▸ **Task description**: Output the line that contains "Indicate one point per instance of the gravel" and every line after it to the end of the entries, with nothing added or left out.

==*==

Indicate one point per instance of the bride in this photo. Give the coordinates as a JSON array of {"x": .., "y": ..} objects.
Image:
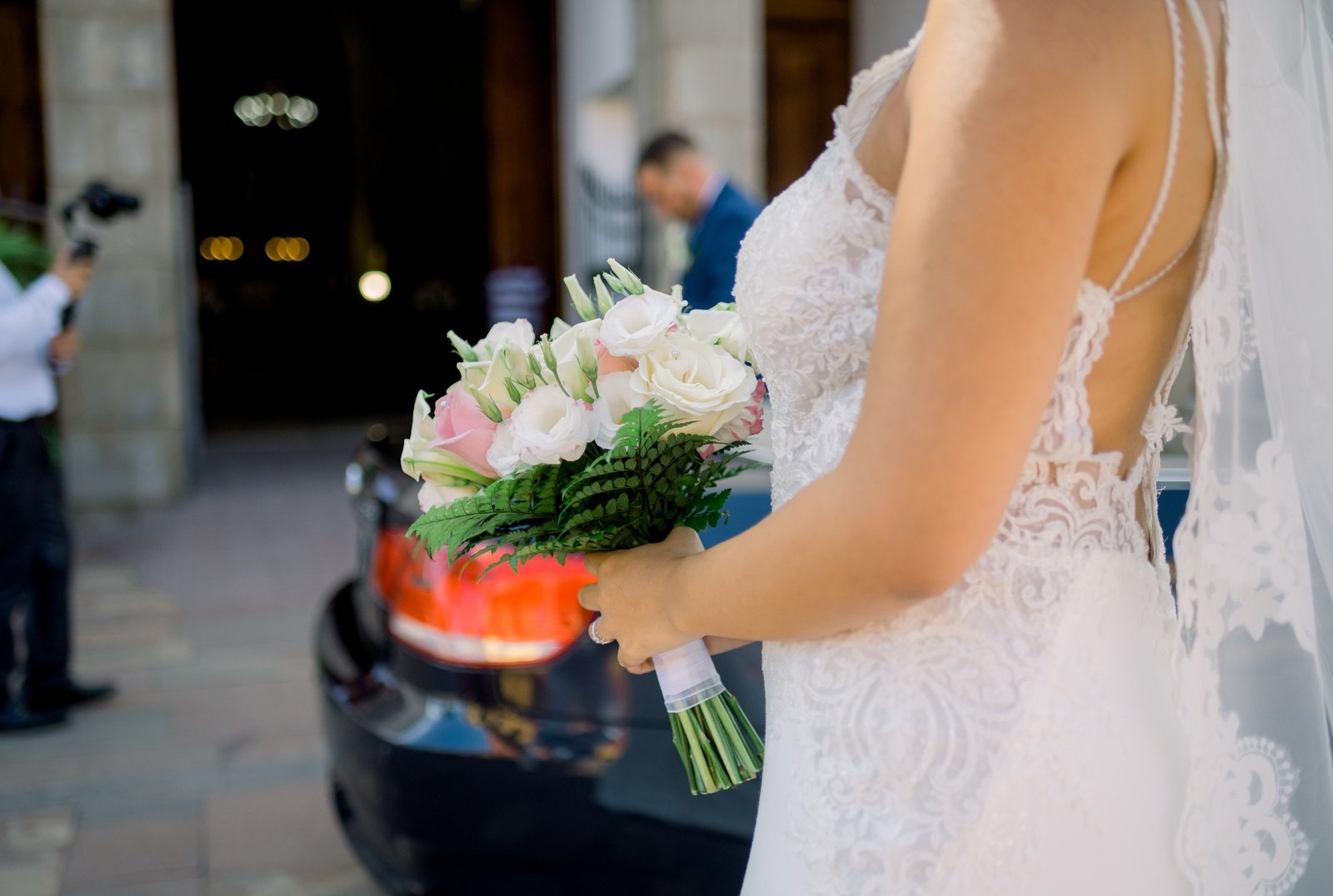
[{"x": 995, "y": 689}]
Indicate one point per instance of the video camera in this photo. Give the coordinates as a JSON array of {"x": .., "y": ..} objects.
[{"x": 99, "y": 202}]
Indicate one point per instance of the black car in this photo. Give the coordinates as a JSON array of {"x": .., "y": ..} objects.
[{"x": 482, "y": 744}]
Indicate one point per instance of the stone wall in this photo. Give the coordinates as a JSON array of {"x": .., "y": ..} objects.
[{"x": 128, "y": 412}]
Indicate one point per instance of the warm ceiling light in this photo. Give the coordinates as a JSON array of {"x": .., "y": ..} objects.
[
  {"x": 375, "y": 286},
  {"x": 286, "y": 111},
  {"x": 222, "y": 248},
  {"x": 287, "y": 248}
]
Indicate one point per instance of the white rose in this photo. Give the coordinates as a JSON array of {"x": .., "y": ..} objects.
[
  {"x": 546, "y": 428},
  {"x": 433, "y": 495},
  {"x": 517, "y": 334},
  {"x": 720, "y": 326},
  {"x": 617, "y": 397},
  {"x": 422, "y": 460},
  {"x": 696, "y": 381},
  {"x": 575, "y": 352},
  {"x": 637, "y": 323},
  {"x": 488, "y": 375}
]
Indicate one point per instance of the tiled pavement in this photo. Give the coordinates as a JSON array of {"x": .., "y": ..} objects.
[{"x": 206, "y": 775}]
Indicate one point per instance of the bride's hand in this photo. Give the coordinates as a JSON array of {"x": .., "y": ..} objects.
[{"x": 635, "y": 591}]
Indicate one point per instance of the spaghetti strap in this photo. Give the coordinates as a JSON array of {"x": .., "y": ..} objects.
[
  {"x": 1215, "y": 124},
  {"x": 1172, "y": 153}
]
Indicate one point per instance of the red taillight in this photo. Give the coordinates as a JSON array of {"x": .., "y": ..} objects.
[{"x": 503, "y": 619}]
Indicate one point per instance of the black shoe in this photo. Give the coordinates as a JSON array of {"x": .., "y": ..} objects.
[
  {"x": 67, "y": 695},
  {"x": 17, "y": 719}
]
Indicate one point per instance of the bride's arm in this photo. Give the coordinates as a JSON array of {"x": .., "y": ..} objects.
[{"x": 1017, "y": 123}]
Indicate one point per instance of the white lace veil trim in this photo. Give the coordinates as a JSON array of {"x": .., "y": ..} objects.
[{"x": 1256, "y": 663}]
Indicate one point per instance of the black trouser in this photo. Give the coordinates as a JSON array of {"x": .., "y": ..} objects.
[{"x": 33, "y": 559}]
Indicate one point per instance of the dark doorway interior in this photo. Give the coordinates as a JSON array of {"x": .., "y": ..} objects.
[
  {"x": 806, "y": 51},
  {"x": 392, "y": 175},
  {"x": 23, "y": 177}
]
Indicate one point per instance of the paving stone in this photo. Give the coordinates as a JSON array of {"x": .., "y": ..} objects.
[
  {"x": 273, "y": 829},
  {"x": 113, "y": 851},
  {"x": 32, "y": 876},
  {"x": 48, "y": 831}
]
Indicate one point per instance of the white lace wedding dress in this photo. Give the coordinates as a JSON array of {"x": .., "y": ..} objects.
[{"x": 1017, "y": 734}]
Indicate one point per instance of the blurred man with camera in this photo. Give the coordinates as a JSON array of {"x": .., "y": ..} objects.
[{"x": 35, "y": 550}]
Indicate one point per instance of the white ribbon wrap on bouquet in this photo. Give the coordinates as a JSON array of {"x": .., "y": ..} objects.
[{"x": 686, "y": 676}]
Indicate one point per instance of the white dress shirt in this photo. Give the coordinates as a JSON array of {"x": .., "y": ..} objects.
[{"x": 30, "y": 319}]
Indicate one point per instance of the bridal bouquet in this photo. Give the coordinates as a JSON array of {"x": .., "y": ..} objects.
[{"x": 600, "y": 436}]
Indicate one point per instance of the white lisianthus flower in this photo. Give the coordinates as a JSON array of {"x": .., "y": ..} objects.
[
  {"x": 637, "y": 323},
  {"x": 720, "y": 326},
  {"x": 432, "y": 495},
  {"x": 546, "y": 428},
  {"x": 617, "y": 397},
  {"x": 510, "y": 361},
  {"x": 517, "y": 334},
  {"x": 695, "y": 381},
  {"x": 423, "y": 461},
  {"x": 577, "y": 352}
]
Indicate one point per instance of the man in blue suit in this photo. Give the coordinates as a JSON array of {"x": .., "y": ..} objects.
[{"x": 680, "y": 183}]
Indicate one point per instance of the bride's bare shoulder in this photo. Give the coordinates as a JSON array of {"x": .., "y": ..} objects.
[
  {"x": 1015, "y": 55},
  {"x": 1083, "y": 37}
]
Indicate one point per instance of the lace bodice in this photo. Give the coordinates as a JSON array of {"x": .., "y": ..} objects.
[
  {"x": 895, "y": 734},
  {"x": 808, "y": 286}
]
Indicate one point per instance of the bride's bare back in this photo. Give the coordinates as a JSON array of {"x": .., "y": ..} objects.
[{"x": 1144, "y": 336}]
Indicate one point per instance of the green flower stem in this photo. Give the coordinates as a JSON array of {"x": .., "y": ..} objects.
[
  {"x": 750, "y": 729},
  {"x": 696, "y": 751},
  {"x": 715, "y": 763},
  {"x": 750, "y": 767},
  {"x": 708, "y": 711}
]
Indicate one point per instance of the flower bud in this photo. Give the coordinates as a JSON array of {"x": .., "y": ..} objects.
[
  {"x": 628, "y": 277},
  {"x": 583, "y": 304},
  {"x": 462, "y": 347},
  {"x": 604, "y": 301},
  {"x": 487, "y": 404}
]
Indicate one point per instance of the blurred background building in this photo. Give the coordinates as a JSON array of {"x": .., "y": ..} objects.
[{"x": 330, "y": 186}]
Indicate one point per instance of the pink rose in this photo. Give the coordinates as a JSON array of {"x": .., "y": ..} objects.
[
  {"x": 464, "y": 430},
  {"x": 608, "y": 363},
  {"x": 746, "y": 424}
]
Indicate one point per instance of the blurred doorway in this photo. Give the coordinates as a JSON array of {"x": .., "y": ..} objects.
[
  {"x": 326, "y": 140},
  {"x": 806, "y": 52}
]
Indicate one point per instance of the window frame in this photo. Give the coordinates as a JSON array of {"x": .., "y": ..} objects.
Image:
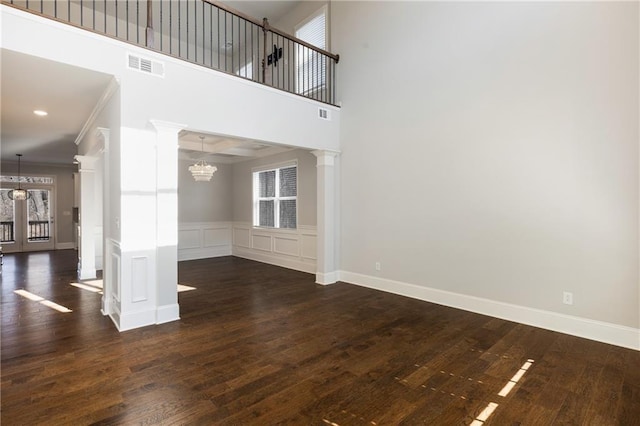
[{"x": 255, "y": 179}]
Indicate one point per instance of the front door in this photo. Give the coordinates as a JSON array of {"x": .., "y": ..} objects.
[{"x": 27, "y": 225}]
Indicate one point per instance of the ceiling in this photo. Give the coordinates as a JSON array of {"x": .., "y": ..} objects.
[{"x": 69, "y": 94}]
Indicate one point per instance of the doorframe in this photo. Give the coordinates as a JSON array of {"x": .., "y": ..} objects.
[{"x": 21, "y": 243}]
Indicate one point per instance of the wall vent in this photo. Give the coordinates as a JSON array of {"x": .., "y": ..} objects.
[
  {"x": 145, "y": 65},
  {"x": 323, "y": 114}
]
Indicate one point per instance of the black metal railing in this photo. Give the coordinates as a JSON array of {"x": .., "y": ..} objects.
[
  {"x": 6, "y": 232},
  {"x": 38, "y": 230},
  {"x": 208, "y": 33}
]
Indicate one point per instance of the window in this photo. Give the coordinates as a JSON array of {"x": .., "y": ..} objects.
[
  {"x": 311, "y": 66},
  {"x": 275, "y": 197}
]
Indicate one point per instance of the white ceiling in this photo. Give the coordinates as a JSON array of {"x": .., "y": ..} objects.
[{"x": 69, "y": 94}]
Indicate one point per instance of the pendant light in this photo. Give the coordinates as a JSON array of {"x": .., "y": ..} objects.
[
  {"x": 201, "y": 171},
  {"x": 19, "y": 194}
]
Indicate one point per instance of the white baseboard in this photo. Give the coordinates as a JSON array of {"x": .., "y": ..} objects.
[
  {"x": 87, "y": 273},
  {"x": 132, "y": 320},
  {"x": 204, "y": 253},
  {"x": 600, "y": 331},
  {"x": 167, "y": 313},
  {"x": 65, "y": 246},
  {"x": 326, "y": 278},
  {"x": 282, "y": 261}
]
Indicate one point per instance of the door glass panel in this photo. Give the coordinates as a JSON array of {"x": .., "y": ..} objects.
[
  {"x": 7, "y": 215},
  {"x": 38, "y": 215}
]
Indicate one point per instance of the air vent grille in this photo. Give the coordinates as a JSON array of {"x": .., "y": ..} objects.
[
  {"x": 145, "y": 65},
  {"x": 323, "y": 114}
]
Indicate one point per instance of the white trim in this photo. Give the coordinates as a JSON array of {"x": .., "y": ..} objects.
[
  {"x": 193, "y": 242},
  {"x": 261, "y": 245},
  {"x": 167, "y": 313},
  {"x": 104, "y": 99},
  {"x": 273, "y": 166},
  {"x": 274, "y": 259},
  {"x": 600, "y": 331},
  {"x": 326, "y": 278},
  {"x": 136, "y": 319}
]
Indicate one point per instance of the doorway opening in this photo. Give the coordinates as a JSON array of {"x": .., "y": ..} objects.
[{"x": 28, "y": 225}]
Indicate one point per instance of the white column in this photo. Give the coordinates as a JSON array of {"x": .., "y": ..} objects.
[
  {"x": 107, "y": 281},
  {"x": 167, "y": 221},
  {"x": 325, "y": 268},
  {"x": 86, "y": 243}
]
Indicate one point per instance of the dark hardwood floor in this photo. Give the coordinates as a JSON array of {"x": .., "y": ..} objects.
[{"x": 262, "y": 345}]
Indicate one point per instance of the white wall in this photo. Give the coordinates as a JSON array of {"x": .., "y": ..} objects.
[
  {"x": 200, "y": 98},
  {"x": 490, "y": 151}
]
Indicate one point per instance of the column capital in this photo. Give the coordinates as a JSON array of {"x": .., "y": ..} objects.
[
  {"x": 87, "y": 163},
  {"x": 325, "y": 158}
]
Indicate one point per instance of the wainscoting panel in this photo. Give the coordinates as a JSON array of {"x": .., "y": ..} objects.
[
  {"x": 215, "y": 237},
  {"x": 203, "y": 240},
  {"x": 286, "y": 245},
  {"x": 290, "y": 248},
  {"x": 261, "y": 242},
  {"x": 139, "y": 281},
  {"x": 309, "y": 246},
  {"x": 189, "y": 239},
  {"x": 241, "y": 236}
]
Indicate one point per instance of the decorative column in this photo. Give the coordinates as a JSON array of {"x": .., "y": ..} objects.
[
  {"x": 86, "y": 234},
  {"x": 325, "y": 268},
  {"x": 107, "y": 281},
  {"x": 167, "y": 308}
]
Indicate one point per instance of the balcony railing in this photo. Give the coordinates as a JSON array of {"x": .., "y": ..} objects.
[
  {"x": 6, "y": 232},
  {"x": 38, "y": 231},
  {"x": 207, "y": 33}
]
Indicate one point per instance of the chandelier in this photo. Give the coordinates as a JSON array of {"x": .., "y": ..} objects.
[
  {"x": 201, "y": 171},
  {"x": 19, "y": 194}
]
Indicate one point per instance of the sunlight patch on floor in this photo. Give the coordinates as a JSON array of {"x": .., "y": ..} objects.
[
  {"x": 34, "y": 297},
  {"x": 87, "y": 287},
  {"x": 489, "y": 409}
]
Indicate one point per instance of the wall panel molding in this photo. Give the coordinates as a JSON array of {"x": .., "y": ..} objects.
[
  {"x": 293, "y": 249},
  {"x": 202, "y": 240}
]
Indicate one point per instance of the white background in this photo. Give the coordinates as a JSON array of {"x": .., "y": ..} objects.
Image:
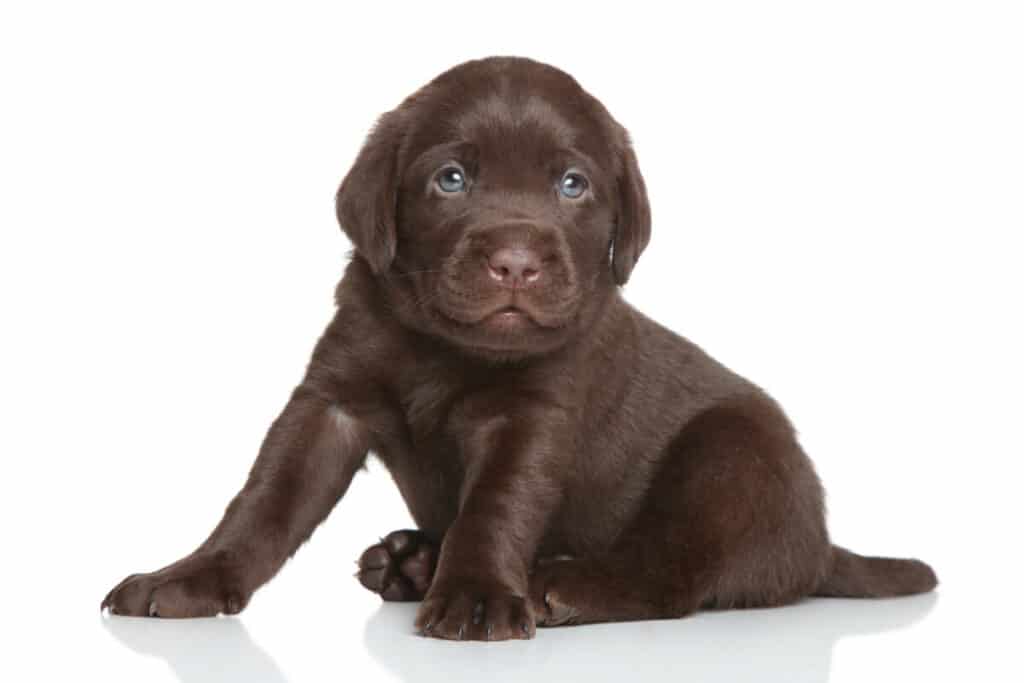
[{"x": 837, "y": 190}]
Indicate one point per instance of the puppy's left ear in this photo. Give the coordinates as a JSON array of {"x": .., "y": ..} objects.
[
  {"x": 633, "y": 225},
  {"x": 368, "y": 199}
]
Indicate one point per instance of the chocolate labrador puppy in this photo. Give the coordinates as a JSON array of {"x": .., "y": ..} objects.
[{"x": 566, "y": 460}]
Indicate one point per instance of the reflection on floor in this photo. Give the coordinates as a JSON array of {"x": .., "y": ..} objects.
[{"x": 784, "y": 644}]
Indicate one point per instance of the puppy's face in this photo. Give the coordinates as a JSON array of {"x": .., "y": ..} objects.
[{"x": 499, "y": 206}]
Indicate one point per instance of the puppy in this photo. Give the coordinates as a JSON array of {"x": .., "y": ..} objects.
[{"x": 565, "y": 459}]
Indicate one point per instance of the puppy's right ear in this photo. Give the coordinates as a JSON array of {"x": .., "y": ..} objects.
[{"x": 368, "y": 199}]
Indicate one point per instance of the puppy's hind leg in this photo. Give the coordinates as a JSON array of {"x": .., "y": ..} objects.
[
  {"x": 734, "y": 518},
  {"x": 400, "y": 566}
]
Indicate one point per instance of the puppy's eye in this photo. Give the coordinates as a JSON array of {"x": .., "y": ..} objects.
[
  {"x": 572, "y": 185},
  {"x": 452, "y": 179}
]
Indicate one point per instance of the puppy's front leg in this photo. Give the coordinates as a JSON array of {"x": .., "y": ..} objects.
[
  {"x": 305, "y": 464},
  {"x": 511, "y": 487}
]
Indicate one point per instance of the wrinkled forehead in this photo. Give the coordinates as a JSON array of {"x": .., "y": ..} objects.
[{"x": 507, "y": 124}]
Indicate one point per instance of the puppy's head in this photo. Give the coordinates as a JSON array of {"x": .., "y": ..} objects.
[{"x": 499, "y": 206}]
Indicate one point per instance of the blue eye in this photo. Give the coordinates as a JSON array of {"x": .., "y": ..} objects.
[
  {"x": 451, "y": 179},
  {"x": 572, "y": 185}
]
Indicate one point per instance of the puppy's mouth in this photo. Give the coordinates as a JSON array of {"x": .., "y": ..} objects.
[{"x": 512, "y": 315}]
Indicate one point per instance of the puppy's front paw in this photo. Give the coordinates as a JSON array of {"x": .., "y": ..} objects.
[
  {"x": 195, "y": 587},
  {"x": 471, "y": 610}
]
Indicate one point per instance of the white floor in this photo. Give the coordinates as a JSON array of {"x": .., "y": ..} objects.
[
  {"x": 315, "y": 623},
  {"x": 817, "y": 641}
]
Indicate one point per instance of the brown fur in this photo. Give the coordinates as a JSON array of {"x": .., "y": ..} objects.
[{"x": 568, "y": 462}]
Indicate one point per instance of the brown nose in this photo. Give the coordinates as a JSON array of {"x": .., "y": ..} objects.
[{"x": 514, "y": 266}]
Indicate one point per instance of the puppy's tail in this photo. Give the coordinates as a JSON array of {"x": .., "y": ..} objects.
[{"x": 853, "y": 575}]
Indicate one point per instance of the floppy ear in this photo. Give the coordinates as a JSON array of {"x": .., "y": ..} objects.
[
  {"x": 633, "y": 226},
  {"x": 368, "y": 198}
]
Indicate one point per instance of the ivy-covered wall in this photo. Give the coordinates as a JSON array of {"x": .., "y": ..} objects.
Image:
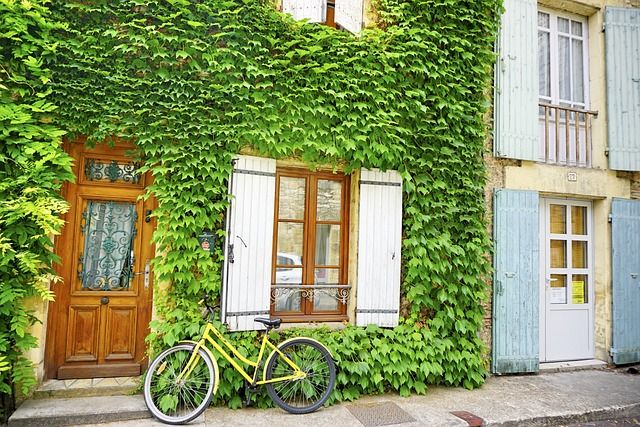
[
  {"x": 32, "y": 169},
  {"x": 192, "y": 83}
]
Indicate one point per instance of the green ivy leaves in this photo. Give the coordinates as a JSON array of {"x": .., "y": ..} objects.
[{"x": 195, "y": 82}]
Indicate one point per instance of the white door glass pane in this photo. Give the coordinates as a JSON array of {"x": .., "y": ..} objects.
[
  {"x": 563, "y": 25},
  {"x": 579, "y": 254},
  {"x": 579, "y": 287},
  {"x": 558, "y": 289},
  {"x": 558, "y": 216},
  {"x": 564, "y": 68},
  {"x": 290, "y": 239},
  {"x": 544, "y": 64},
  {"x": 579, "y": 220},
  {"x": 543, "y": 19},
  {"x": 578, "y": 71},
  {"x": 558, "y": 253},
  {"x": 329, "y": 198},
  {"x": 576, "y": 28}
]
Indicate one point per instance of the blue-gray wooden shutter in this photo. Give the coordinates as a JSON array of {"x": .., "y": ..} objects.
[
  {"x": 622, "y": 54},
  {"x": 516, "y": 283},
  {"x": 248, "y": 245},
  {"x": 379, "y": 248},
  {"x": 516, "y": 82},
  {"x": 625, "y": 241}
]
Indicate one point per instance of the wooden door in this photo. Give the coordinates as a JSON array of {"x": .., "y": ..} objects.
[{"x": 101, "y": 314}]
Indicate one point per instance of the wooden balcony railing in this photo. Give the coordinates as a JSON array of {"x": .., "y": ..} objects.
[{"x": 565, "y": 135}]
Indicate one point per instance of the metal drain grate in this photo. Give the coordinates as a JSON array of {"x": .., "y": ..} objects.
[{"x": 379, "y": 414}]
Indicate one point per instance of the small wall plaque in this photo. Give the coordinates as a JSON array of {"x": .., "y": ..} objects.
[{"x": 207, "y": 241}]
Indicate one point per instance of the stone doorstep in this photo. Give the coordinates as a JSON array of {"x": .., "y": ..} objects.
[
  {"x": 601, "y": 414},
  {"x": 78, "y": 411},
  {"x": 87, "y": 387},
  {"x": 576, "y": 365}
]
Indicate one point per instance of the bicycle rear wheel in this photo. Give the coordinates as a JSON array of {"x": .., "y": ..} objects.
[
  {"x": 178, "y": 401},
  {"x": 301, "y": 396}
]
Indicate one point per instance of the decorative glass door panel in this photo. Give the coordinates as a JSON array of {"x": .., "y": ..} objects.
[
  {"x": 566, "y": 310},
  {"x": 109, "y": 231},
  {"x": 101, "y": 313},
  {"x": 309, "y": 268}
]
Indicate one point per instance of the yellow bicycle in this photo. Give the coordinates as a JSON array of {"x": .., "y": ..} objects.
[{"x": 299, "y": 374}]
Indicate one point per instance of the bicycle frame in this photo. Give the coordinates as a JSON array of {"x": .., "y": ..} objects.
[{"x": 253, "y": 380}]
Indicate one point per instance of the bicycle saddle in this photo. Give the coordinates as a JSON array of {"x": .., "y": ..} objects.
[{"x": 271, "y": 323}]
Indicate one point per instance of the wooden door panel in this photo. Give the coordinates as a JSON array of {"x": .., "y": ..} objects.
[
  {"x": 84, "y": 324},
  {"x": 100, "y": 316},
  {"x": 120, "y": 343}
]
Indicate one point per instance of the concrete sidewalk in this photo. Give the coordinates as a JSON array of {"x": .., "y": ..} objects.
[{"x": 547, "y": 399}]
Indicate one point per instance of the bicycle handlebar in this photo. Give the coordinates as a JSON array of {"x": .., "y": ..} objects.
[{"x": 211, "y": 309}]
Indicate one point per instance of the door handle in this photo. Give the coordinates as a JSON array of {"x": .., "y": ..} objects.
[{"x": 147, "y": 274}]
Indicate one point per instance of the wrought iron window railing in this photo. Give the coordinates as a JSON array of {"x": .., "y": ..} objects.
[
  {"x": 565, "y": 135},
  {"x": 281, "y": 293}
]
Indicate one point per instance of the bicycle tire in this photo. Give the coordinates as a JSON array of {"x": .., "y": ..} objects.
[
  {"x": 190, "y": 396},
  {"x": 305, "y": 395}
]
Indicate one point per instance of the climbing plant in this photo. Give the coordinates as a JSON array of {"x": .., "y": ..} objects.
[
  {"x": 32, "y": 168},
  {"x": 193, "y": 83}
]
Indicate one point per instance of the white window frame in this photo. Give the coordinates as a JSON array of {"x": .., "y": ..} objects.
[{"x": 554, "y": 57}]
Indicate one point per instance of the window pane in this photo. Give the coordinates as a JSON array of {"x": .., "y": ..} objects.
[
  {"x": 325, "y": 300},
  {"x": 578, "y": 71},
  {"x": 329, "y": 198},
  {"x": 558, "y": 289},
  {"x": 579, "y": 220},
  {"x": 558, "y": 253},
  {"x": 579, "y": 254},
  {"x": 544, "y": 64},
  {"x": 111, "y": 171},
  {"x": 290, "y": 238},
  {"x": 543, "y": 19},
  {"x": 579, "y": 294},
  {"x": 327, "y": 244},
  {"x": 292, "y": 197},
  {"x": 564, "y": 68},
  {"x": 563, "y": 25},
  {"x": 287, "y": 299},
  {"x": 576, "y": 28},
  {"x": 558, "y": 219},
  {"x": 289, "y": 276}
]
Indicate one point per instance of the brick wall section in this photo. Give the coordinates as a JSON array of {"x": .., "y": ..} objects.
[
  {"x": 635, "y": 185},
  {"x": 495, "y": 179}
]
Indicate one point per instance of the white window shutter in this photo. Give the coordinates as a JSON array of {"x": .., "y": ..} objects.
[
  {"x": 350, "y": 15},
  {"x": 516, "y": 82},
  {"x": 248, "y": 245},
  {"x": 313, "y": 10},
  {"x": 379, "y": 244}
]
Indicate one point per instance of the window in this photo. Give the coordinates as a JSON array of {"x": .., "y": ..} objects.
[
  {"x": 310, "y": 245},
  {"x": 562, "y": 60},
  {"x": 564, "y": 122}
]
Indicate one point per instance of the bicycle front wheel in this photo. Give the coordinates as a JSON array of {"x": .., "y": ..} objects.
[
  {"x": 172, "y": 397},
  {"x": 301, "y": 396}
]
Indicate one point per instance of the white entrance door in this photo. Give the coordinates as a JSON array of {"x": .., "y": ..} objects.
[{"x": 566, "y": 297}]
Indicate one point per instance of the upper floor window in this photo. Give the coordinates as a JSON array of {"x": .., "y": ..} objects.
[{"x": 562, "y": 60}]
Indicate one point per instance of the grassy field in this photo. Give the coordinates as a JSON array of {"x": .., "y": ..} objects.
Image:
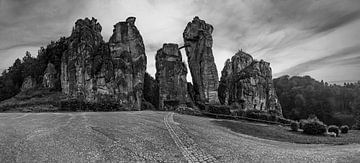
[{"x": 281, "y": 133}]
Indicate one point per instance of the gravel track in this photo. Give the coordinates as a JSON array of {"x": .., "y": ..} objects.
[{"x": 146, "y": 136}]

==*==

▸ **Solution to this problem**:
Indicate one point per instance of the gravel track in this photo. Give the coordinates as a JSON array of {"x": .., "y": ..} objects.
[{"x": 146, "y": 136}]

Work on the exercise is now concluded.